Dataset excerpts
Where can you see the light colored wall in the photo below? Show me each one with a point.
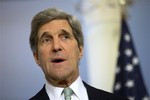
(20, 77)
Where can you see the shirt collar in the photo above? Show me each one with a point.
(77, 86)
(53, 92)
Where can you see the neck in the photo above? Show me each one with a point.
(62, 82)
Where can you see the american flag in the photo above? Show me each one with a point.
(129, 82)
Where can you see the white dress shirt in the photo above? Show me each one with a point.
(80, 92)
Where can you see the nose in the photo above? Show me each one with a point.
(56, 45)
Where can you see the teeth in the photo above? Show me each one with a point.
(57, 60)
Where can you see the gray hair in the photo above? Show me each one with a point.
(48, 15)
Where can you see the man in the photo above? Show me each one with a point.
(56, 41)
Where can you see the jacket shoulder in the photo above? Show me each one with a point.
(98, 94)
(41, 95)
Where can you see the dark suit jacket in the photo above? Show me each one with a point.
(93, 94)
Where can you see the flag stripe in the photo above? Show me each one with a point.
(129, 81)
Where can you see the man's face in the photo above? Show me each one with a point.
(58, 52)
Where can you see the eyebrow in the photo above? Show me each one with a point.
(46, 33)
(66, 32)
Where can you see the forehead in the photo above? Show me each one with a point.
(55, 26)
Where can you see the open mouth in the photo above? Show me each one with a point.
(58, 60)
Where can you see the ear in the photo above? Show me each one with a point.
(35, 54)
(80, 51)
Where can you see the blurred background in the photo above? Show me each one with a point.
(21, 78)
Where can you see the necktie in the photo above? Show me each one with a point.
(67, 93)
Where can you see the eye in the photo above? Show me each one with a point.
(65, 37)
(46, 40)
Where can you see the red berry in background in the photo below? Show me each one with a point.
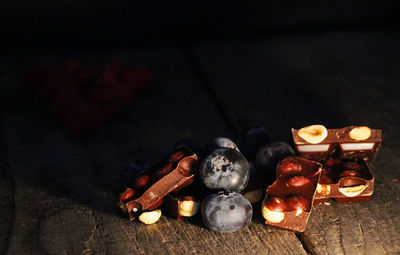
(117, 67)
(83, 120)
(65, 100)
(46, 91)
(34, 76)
(71, 68)
(138, 79)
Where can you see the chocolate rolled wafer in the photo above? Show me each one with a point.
(182, 175)
(148, 188)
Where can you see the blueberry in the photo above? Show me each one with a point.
(268, 157)
(220, 142)
(129, 173)
(226, 212)
(225, 169)
(253, 139)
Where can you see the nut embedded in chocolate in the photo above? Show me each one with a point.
(313, 134)
(298, 181)
(360, 133)
(150, 217)
(289, 166)
(273, 209)
(298, 203)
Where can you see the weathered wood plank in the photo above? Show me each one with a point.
(66, 189)
(6, 194)
(336, 79)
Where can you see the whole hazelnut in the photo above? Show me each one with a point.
(298, 181)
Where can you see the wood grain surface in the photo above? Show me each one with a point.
(61, 192)
(336, 79)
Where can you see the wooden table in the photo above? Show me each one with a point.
(57, 194)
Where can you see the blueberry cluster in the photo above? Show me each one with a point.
(227, 171)
(236, 178)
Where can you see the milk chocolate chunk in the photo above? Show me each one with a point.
(148, 189)
(289, 199)
(350, 181)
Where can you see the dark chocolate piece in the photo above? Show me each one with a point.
(289, 199)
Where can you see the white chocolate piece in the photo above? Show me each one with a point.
(360, 133)
(313, 148)
(357, 146)
(313, 134)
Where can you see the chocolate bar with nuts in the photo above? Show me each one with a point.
(289, 199)
(344, 154)
(148, 188)
(345, 180)
(318, 143)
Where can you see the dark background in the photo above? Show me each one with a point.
(45, 24)
(220, 67)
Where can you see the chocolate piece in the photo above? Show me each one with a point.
(289, 199)
(151, 185)
(344, 154)
(185, 203)
(340, 142)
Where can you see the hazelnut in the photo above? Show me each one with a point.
(188, 206)
(150, 217)
(347, 173)
(289, 166)
(331, 162)
(352, 186)
(351, 165)
(360, 133)
(254, 195)
(188, 166)
(313, 134)
(325, 180)
(273, 209)
(127, 194)
(323, 189)
(298, 181)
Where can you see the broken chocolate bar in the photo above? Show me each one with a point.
(344, 154)
(148, 188)
(318, 143)
(345, 180)
(289, 199)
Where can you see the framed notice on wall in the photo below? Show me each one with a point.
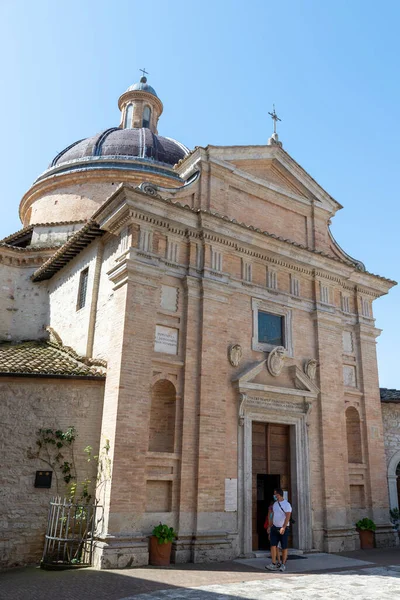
(230, 495)
(166, 340)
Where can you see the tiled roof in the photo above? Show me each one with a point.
(390, 395)
(44, 359)
(23, 236)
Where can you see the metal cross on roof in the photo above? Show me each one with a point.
(274, 117)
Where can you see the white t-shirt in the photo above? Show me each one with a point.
(279, 515)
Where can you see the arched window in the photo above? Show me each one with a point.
(146, 117)
(353, 430)
(128, 116)
(162, 417)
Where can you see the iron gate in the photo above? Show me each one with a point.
(69, 534)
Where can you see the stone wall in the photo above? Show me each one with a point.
(24, 305)
(26, 405)
(391, 424)
(70, 322)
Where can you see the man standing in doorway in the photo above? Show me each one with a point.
(279, 529)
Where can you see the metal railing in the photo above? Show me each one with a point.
(69, 535)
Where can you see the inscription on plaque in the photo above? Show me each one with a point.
(166, 340)
(230, 495)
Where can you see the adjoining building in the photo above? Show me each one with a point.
(192, 310)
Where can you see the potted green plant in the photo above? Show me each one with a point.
(395, 519)
(366, 528)
(160, 545)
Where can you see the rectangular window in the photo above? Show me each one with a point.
(294, 286)
(272, 281)
(246, 271)
(82, 289)
(270, 329)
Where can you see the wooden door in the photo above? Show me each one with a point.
(270, 456)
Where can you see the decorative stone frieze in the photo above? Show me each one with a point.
(276, 360)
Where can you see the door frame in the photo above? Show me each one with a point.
(285, 413)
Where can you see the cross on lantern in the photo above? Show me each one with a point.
(274, 117)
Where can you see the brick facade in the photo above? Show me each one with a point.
(176, 282)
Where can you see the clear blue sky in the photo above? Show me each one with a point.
(330, 67)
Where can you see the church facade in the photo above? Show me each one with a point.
(191, 312)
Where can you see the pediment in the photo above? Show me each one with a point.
(274, 167)
(291, 381)
(273, 173)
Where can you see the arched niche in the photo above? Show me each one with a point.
(353, 433)
(162, 417)
(393, 474)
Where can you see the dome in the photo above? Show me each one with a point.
(117, 143)
(142, 86)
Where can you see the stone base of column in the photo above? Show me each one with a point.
(341, 539)
(206, 547)
(120, 553)
(385, 536)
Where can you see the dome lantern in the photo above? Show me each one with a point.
(140, 106)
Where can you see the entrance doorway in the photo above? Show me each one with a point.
(270, 469)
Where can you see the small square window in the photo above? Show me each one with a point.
(270, 329)
(272, 326)
(81, 301)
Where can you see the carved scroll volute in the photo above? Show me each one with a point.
(310, 369)
(308, 409)
(242, 404)
(276, 360)
(235, 354)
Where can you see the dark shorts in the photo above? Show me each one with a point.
(275, 537)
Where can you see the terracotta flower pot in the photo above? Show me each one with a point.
(160, 554)
(366, 539)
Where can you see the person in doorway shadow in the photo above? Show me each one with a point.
(267, 527)
(278, 530)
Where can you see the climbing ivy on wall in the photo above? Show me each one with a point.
(55, 447)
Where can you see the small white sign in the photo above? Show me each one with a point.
(230, 495)
(166, 340)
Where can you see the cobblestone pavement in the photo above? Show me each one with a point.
(376, 583)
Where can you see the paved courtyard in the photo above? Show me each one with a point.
(357, 575)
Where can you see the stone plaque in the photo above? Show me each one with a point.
(347, 341)
(166, 340)
(349, 376)
(230, 495)
(169, 298)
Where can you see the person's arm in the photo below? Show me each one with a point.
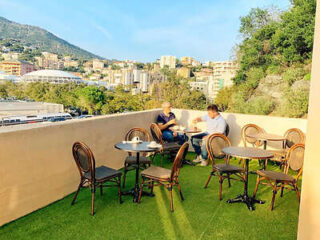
(200, 119)
(165, 125)
(221, 127)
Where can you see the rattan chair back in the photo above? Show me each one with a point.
(295, 158)
(175, 170)
(215, 143)
(84, 159)
(294, 136)
(251, 129)
(138, 132)
(156, 133)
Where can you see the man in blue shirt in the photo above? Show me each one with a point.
(166, 121)
(215, 124)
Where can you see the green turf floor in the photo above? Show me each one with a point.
(200, 216)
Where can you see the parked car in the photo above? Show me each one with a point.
(84, 116)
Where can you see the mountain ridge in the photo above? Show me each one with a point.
(42, 39)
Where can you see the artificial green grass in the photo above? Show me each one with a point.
(200, 216)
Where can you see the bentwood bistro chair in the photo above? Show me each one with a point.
(130, 161)
(251, 129)
(170, 148)
(293, 136)
(91, 176)
(215, 143)
(282, 180)
(165, 177)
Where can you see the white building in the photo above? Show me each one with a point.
(136, 76)
(51, 76)
(144, 82)
(169, 61)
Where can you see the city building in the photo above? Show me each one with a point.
(97, 65)
(169, 61)
(15, 108)
(71, 63)
(186, 60)
(183, 72)
(11, 56)
(51, 76)
(6, 77)
(144, 82)
(16, 67)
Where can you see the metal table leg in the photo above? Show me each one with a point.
(245, 198)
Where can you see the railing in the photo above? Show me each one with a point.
(37, 167)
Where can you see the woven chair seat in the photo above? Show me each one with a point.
(171, 146)
(227, 168)
(157, 172)
(103, 172)
(133, 160)
(277, 176)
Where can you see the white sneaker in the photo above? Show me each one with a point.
(197, 160)
(204, 163)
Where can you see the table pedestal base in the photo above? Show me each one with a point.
(247, 200)
(135, 193)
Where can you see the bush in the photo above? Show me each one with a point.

• [BRIEF]
Taking the line that contains "Where can you see the mountain" as the first, reproduce every line through the end of the entries exactly.

• [RESULT OF THIS TASK]
Where can you see the mountain ridge in the photo above? Show me each one with a point.
(42, 39)
Where can you see the artificial green grass in the photo above? Show me each one with a point.
(200, 216)
Where can you see the bentwood bistro chair in the photo above? Show me each one with a point.
(130, 161)
(251, 129)
(170, 148)
(293, 136)
(91, 176)
(215, 143)
(282, 180)
(165, 177)
Where can you see the white building in the photo above? Show me each one with a point.
(136, 76)
(51, 76)
(144, 82)
(169, 61)
Where can you see the city building in the photo above? Show me each one with a point.
(97, 65)
(169, 61)
(15, 108)
(71, 63)
(186, 60)
(183, 72)
(11, 56)
(51, 76)
(6, 77)
(144, 82)
(16, 67)
Where can you see the metal table leg in the photo above? Show me each one with a point.
(245, 198)
Where can you see the railing in the photo above? Show me each one with a point.
(37, 167)
Where can you see the woven chair seat in the photo above? Show me each one with a point.
(171, 146)
(227, 168)
(157, 172)
(103, 172)
(133, 160)
(277, 176)
Where can you see the white sneaker in the photo above? Show me each one with a point.
(197, 160)
(204, 163)
Where can you see the table pedestal base in the photo above? Show me each one with a point.
(247, 200)
(135, 193)
Where can you see the bush in the photo above? Show me each one with a point.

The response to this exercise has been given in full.